Data supplied:
################

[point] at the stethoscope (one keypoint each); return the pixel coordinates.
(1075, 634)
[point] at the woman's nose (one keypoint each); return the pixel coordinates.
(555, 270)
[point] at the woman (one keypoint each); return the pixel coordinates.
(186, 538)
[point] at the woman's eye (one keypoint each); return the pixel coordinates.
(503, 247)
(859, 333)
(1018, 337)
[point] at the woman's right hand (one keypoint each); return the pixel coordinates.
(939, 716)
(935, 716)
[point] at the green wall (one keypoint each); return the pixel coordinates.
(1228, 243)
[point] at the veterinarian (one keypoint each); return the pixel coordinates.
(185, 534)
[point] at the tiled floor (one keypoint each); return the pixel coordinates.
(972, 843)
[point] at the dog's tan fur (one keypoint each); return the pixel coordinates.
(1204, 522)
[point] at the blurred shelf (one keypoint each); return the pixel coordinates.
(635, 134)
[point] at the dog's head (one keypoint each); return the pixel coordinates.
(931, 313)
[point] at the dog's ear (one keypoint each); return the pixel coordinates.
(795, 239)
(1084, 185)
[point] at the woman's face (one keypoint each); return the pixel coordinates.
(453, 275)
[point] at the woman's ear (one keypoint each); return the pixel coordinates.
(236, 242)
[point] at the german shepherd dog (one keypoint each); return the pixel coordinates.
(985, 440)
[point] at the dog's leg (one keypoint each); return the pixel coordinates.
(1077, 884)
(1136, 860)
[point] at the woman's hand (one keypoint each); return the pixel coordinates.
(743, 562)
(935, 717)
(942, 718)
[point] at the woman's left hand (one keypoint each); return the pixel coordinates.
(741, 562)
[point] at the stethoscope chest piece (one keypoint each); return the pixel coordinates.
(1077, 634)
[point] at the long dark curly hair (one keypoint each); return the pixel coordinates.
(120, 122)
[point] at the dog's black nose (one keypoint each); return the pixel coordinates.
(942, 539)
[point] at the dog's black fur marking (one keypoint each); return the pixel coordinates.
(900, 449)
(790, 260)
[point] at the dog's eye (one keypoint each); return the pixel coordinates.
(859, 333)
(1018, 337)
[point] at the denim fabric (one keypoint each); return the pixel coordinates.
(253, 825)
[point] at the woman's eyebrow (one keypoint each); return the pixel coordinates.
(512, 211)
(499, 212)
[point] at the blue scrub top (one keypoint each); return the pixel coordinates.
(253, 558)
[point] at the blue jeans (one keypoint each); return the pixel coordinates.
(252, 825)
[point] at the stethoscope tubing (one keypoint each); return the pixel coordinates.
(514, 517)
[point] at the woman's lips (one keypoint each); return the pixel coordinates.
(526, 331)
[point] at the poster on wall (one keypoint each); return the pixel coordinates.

################

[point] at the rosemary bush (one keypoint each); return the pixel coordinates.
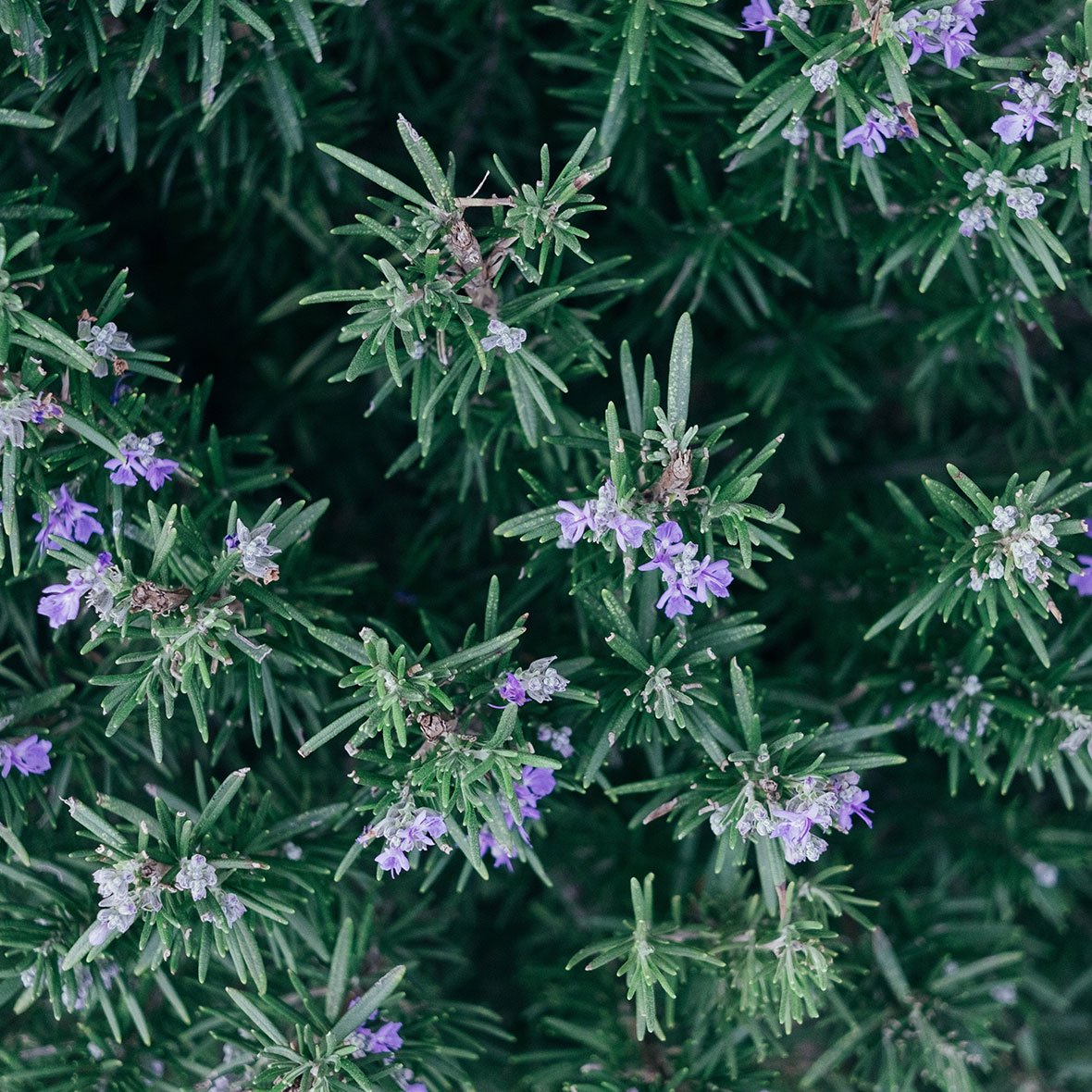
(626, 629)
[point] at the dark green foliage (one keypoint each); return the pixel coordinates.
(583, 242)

################

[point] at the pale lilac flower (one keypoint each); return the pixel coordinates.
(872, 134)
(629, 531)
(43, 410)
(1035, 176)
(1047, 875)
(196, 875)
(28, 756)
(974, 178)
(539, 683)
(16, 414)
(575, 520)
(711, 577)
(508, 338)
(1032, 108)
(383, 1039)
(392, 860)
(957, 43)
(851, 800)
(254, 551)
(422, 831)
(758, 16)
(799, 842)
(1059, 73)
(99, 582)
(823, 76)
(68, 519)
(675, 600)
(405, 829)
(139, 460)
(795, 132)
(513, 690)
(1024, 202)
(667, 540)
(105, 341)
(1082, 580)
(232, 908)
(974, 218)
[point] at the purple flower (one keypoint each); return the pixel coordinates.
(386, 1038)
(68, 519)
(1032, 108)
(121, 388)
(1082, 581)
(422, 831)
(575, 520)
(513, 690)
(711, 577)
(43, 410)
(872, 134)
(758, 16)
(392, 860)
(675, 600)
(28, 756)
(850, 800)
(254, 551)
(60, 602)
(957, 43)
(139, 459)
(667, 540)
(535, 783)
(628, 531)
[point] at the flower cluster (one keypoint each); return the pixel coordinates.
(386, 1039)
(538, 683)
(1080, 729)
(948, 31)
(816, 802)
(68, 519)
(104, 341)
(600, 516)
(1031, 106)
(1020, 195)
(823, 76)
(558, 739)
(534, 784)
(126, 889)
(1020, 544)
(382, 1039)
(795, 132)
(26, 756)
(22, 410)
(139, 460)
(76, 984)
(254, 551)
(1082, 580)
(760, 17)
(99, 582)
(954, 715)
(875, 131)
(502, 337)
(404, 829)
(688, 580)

################

What this task involves: Rewrite the stretch from the line containing "[point] at the stethoscope tubing" through the line containing "[point] at the poster" as a JSON list of strings, with one string per line and blank lines omitted.

Worked solution:
[
  "[point] at the stethoscope tubing (one keypoint each); return the pixel coordinates.",
  "(514, 517)",
  "[point] at the woman's lips (one keypoint each); return the pixel coordinates.",
  "(526, 331)",
  "[point] at the poster on wall (one keypoint each); return the pixel coordinates."
]